-- Excerpt to read --
Meet the First Enlisted Female Guard Soldiers to Graduate Army Ranger School

FORT BENNING, Ga. – Two Soldiers from the South Carolina and Pennsylvania Army National Guard are the first enlisted National Guard females to graduate from U.S. Army Ranger School.

Staff Sergeant (SSG) Jessica Smiley, a South Carolina Army National Guard military police non-commissioned officer serving with the U.S. Army Training and Doctrine Command, and Sergeant (SGT) Danielle Farber, Pennsylvania Army National Guard 166th Regional Training Institute Medical Battalion Training Site instructor, completed the mentally and physically challenging school at Fort Benning on Dec. 13. The school prepares Soldiers to be better trained, more capable and more resilient leaders.

“My mindset going into this was to leave 100 percent on the table and never have a regret or look back and say, ‘I should have pushed harder, or I should have done something different,’” says SSG Smiley. “My mindset today is that I did just that. I gave 100 percent. I did everything that I could, and now here I am.”


SGT Danielle Farber of the Pennsylvania Army National Guard and SSG Jessica Smiley of the South Carolina Army National Guard became the first enlisted National Guard female Soldiers to graduate U.S. Army Ranger School. (Photo by SGT Brian Calhoun.)

As the first female National Guard enlisted Soldiers to graduate from the school, SSG Smiley and SGT Farber join a small group of women who have earned a Ranger tab since the Pentagon lifted the ban on women serving in combat arms positions.

(Stored data)
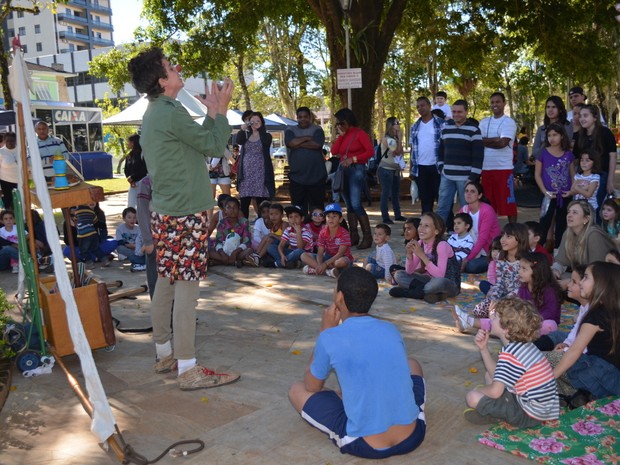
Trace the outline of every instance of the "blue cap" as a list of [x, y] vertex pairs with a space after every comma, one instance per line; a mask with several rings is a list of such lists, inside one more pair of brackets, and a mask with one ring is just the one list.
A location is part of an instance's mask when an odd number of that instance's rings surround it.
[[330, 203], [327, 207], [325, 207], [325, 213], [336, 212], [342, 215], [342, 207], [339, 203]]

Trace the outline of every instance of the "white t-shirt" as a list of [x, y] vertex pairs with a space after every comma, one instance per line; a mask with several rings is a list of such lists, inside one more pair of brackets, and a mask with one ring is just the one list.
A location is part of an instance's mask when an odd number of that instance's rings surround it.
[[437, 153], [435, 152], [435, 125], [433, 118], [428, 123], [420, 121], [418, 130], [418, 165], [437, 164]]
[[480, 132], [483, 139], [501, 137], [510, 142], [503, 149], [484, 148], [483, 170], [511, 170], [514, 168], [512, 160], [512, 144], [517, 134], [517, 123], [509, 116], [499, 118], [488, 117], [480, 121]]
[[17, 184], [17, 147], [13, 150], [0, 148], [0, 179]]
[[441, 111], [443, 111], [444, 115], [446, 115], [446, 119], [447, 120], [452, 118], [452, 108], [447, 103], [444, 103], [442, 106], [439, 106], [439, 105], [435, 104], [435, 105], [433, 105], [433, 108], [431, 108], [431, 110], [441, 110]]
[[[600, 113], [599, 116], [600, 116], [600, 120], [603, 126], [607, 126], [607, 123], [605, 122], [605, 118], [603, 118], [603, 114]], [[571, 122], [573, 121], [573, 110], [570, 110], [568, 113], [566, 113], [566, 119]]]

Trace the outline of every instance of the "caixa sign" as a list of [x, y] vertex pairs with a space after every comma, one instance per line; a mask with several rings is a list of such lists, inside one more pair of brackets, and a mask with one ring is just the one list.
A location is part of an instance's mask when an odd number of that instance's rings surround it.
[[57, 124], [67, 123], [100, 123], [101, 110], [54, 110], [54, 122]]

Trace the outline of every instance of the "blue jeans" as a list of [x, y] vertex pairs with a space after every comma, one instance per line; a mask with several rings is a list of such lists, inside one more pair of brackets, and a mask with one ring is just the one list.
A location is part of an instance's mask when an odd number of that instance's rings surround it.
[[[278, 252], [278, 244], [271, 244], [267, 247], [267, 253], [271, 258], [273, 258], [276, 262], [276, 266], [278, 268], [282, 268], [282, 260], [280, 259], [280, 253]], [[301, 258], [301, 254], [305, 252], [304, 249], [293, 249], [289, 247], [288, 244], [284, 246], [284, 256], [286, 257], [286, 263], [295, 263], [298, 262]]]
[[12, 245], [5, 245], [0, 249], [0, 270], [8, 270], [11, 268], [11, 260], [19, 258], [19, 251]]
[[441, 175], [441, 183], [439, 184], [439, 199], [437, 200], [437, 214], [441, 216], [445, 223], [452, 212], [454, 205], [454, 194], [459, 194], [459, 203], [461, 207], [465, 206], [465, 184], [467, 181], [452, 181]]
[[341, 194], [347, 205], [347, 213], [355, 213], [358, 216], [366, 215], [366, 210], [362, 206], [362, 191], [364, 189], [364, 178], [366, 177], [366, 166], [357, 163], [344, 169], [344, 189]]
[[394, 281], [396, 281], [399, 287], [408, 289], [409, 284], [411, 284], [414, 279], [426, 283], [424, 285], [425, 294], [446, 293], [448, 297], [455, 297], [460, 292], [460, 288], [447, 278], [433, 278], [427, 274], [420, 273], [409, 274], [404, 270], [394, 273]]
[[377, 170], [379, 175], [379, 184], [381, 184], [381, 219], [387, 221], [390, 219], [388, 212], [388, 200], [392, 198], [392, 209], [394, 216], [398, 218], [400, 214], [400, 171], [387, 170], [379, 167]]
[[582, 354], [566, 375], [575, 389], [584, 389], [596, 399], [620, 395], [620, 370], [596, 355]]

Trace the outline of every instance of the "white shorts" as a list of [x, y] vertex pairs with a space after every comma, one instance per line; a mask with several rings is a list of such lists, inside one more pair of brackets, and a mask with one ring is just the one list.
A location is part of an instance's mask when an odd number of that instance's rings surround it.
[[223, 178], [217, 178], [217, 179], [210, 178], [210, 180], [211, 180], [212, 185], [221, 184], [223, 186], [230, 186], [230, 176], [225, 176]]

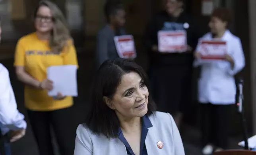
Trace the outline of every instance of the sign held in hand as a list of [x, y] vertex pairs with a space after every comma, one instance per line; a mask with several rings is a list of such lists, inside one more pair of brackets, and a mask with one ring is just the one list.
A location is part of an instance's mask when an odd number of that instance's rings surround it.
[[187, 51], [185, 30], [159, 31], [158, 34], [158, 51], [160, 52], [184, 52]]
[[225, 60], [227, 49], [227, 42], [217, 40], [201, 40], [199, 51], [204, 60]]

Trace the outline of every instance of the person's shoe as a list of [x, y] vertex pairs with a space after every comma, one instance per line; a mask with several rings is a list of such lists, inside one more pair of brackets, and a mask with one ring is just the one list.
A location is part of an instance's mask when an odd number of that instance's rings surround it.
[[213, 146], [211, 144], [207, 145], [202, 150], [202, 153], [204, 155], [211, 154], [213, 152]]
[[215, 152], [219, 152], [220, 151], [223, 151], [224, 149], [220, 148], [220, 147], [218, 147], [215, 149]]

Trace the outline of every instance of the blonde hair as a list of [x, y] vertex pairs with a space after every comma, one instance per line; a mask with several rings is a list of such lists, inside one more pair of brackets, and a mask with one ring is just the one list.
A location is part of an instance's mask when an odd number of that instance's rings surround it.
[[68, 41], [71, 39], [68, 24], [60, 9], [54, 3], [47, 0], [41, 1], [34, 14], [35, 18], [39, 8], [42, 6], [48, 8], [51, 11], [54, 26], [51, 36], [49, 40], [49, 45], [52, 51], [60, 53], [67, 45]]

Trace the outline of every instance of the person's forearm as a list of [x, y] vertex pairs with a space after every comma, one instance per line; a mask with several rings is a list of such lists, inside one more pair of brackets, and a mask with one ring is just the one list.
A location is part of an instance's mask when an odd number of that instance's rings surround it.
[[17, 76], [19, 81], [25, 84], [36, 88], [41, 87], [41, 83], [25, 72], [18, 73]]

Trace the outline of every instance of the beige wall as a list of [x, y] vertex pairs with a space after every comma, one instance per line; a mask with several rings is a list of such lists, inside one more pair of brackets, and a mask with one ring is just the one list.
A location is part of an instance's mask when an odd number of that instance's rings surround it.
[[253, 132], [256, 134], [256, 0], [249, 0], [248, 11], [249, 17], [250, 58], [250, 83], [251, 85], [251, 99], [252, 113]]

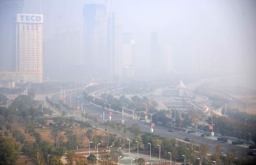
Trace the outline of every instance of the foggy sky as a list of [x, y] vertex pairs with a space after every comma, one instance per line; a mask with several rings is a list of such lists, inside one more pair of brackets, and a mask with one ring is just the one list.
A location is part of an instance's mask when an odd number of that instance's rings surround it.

-- Tasks and exercises --
1 – Sum up the article on the first enlisted female Guard soldiers to graduate Ranger School in two sentences.
2 – Echo word for word the part of the Ranger School article that begins at the words "SGT Danielle Farber" and stops after "SGT Brian Calhoun.)".

-- Answer set --
1 – SSG Jessica Smiley of the South Carolina Army National Guard and SGT Danielle Farber of the Pennsylvania Army National Guard became the first enlisted National Guard women to graduate from U.S. Army Ranger School. They completed it at Fort Benning on Dec. 13, joining a small group of women who have earned a Ranger tab since the Pentagon lifted the ban on women serving in combat arms positions.

2 –
SGT Danielle Farber of the Pennsylvania Army National Guard and SSG Jessica Smiley of the South Carolina Army National Guard became the first enlisted National Guard female Soldiers to graduate U.S. Army Ranger School. (Photo by SGT Brian Calhoun.)